• **TASK INSTRUCTIONS**:
Show, from the entries below, every line in which "middle" appears.

• **RECORDS FOR THIS EXERCISE**:
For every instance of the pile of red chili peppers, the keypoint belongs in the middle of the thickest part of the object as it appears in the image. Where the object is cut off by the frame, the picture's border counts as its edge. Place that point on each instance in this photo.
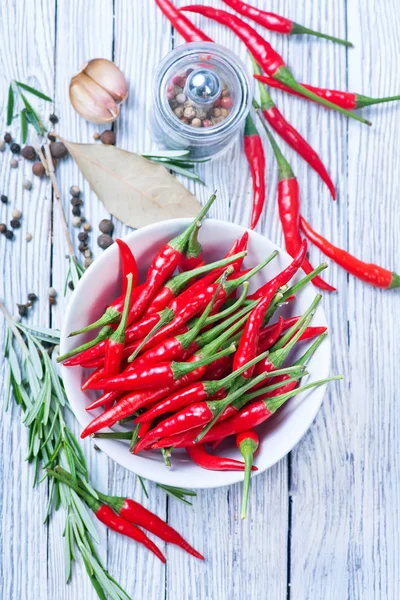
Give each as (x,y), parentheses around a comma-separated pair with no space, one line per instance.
---
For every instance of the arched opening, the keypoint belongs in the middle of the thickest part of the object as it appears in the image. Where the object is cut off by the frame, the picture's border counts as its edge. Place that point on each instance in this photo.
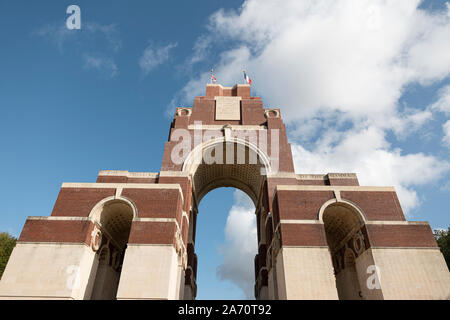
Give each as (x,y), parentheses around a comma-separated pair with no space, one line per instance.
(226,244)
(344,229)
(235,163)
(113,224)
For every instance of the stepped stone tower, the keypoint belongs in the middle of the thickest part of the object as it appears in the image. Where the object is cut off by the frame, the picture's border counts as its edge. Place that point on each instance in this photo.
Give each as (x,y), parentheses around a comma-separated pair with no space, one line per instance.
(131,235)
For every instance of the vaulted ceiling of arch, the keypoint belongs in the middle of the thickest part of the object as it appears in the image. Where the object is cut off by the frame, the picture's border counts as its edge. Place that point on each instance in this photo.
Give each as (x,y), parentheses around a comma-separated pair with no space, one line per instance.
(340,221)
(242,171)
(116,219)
--
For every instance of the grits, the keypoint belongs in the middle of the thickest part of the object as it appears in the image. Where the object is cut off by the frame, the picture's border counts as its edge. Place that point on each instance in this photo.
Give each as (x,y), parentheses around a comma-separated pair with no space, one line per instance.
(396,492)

• **RESPONSE FOR THIS EXERCISE**:
For every instance of the pile of red chili peppers, the keypoint belongs in the middle of the thickest part of the object as it appears in the image. Where the object is cut off by the frame, the picture's border counts as its edge. Place that point on each instance in this photo.
For every instance of the arched opening, the keypoint belongs in the middle of the thickest part of the object as it appears in the image. Where the object is cut off by the frame, the picture's border counts as its edge. Place that point on each instance in this photo.
For every instance of the stepped stone tower, the keypoint belongs in the middle of the thickest part of the object as it appears in the image. Where the object is cut off by the frame, the picture's border counts as its edge. Place that point on each instance in this photo.
For every instance of the vaulted ceiling of arch, the keypoint belongs in the middle of the thickest part of the object as it appears in the image. Where the object is cut off by the frame, the picture's border counts as its edge. Place that point on each instance in this photo.
For every instance of the grits, the keypoint belongs in the middle of the thickest part of the object as it appears in the image. Where the object is cut off by the frame, the picture's border counts as its edge. Place that point on each instance in this photo.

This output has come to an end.